**Tugas Anda**
Berdasarkan artikel tentang mundurnya Rustam Effendi di bawah, jelaskan mengapa Ahok tidak perlu memberikan persetujuan atas surat pengunduran diri Rustam.

**Teks**
● ● ●

Tekanan Ahok dan Mundurnya Rustam Effendi
- VIVA.co.id/ Danar Dono
VIVA.co.id – Sejumlah pejabat dan staf di Kantor Wali Kota Jakarta Utara heboh, Selasa pagi, 26 April 2016. Mereka dikagetkan dengan kabar mundurnya Wali Kota Jakarta Utara Rustam Effendi. Jajaran pegawai negeri sipil di sana pun langsung menggelar rapat internal dadakan membahas hal itu.
Rapat digelar di Ruang Pola, Kantor Wali Kota Jakarta Utara, Jalan Yos Sudarso, Tanjung Priok, Jakarta Utara. Sang wali kota turut hadir dalam pertemuan yang digelar tertutup bagi awak media itu.
Usai rapat, Rustam buka suara. Dia membenarkan kabar pengunduran dirinya dari Jakarta Utara-1, sebutan untuk jabatan Wali Kota Jakarta Utara. Keputusan itu diambil Rustam setelah memperhatikan perkembangan dalam beberapa hari terakhir ini. Dia menganalisa Gubernur DKI Jakarta Basuki Tjahaja Purnama menilai kinerjanya tak memenuhi harapan sang pimpinan.
Berkaca dari penilaian gubernur tersebut, Rustam lantas mengambil sikap. "Nah kalau sebagai bawahan dinilai atasan kinerjanya masih kurang, ya sudah saya pikir lebih baik saya mengundurkan diri saja, itu lebih baik," ujar Rustam, Selasa, 26 April 2016.
Langkah Rustam semakin mantap ketika keluarga memberi lampu hijau atas keputusannya. Surat pengunduran diri dilayangkan kepada Ahok, sapaan Basuki, Senin sore, 25 April 2016. Salinan surat itu juga telah diterima Badan Kepegawaian Daerah DKI Jakarta.
Surat Rustam bukan surat permohonan pengunduran diri, tapi pernyataan pengunduran diri. Lantaran itu, Ahok tak perlu memberi persetujuan atas surat pengunduran diri tersebut. "Pak Rustam tinggal menunggu SK (Surat Keputusan) pemberhentian," ujar Kepala Badan Kepegawaian Daerah DKI Jakarta, Agus Suradika.
Ahok tak mempermasalahkan keputusan Rustam. Dia mengganggap, hal itu merupakan hak pribadi Rustam. Meski demikian, Ahok berterima kasih atas kinerja Rustam yang telah menjadi wali kota Jakarta Utara sejak 2 Januari 2015. "Kinerjanya oke, enggak jelek-jelek amat," ujar Ahok.
Untuk sementara, Wakil Wali Kota Jakarta Utara Wahyu Hariadi akan menjadi Pelaksana Tugas (Plt.) Wali Kota Jakarta Utara. Nantinya, wali kota yang baru akan segera dilantik setelah tes jabatan oleh BKD rampung. Hasil tes itu bakal memunculkan nama pejabat Pemerintah Provinsi DKI Jakarta yang memiliki kompetensi untuk menjadi wali kota.
Soal pengangkatan dan pengunduran pejabat wali kota DKI Jakarta, menurut Menteri Dalam Negeri Tjahjo Kumolo, sepenuhnya kewenangan Ahok, sebagai pemimpin tertinggi di Pemprov DKI. Sebab, DKI Jakarta merupakan daerah khusus.

● ● ●

**Baris Data**
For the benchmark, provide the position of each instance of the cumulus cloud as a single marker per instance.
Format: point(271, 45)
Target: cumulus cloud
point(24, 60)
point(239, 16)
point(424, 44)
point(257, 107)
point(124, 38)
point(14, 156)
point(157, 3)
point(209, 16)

● ● ●

**Jawaban Soal**
Surat yang dilayangkan Rustam bukan surat permohonan pengunduran diri, melainkan pernyataan pengunduran diri. Oleh karena itu, persetujuan Ahok tidak diperlukan, dan menurut Kepala Badan Kepegawaian Daerah DKI Jakarta, Agus Suradika, Rustam tinggal menunggu SK pemberhentian.